(Problem to work on)
The lines that make up this material should each be returned exactly.

(Material for the task)
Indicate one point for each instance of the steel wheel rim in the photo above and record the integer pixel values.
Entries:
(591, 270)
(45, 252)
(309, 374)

(Answer section)
Indicate one point for each instance of the steel wheel rim in the photo above and record the integer pixel values.
Entries:
(591, 270)
(45, 252)
(309, 374)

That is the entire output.